Example 1

Let \(Q_8 = \{1, -1, i, i, j, -j, k, -k\}\) be a group. We have the identities:

$$ \begin{align*} i^2 = j^2 = k^2 = -1, \quad ij = k, \quad ji = -k, \quad ijk = -1 \end{align*} $$


\(ij = k\) is going in a clockwise direction while \(ji = -k\) is going in a counter clockwise direction. TODO: Group diagram.

There are three cyclic subgroups of order 4: \(\langle i \rangle\), \(\langle j \rangle\) and \(\langle k \rangle\). There is one cyclic group of order 2: \(\langle -1 \rangle\). Note that \(\langle i \rangle = \{1, i, -1, -i\}\).

Let’s find the cosets of \(\langle i \rangle\) in \(Q_8\).

• [SET PROBLEM]:
Copy everything from "There are three" down to "i \rangle\) in \(Q_8\)." in the quaternion group example, and swap "cosets" for "left cosets". The material isn't needed for anything here.

• [DATASET ENTRIES]:
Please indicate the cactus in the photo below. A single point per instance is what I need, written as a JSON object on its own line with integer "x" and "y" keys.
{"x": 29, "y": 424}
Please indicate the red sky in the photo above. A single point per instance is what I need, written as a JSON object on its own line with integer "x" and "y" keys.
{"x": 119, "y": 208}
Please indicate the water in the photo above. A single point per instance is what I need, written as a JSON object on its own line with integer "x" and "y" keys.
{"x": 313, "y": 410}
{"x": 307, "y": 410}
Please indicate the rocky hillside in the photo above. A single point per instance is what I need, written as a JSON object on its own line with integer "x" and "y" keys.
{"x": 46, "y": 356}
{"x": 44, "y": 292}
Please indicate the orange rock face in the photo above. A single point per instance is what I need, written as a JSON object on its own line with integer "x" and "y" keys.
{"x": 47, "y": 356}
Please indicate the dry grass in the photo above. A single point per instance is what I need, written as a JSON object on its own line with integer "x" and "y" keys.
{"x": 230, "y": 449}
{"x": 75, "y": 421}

• [FINISHED EXERCISE]:
There are three cyclic subgroups of order 4: \(\langle i \rangle\), \(\langle j \rangle\) and \(\langle k \rangle\). There is one cyclic group of order 2: \(\langle -1 \rangle\). Note that \(\langle i \rangle = \{1, i, -1, -i\}\).

Let’s find the left cosets of \(\langle i \rangle\) in \(Q_8\).